PASSAGE >>
*** Block opens ***
Tales Of Mysterious Smells And Imaginative Excuses

By Jas Faulkner 

C. S. Lewis, busy not signing one of “Dick Cavities'” books.

One of the advantages of having friends who work in different fields is that one person’s talking shop is another person’s entertainment for the evening. Two friends from way back now run a UBS somewhere in Mississippi.  It doesn’t matter how stupid the tort, how outrageous the fortune of those who call law enforcement or how deeply I have inserted my foot into my mouth, they can trump any and all tomfoolery with the lengths people will go to in order to trade or sell a book.

“I would love to see these people,” I said one evening.

“No.”  Tabitha answered.  “No, you wouldn’t.  Do you remember the scene in ‘Clerks’ where they showed all of the customers who drove Dante and Randall crazy?”

“They were funny,” I said.

“Yes, they were,” answered Samantha, her partner. “Our crazy people are not funny.  I just want to pinch their little heads off and flick them at Cornelia Otis Skinner.”*

Tabitha nudged Samantha, “Tell her about Dick Cavities.”

“Dick Cavities?”

“Not his real name.  He used to live in Memphis and went to probably every booksigning Davis-Kidd** ever had.  We always paid him a little more for his signed books.  We figure he ran out of actual autographed copies because after a while he came in with suspiciously worn books with scribbled signatures Sharpied on the title page.”

“We figured he needed the money and it wasn’t a huge amount over what we would have paid anyway.”

“I take it this got to be a problem,” I said.

“Oh yes.  He pushed a little too hard one day.  His latest batch included a Scholastic paperback autographed by the author.  He also had another fairly new but water damaged Portable collection, also signed by the author.”

“And they were?”

Samantha sighed, “C. S. Lewis and Edgar Allen Poe.”

“Oh. That is bad.”  I winced.

There was also the infamous Ya Ya book that still makes Tabitha feel the need to do deep breathing every time she thinks about it.  Someone had used it to press their insect collection and it worked out exactly as well as one would think, especially when the collection included a cicada and a large bodied moth.

“I didn’t say a word.  I just held up the page with the mashed moth and waited for an explanation.”  Tabitha shook her head.
*** Block closes ***
[Data entries]
*** Block opens ***
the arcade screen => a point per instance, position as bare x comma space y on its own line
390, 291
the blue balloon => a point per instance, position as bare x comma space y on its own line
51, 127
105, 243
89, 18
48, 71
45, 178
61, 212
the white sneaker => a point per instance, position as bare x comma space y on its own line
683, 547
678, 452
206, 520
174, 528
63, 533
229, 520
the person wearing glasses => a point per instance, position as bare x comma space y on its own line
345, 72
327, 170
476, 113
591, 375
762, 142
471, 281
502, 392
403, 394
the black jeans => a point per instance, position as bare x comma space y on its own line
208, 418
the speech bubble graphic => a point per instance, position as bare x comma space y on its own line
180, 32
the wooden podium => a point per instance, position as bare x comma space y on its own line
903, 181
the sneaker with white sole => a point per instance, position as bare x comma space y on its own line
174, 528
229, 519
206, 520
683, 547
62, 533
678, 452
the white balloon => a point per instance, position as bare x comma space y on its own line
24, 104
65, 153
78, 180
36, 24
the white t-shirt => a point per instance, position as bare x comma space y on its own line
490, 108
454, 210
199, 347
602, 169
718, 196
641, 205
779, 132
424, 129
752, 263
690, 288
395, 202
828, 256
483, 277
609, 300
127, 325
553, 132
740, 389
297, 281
*** Block closes ***
TASK TO CARRY OUT >> Reproduce the bookstore story from "There was also" to "large bodied moth.", putting "beetle" in place of "cicada".

RESPONSE AREA >>
There was also the infamous Ya Ya book that still makes Tabitha feel the need to do deep breathing every time she thinks about it.  Someone had used it to press their insect collection and it worked out exactly as well as one would think, especially when the collection included a beetle and a large bodied moth.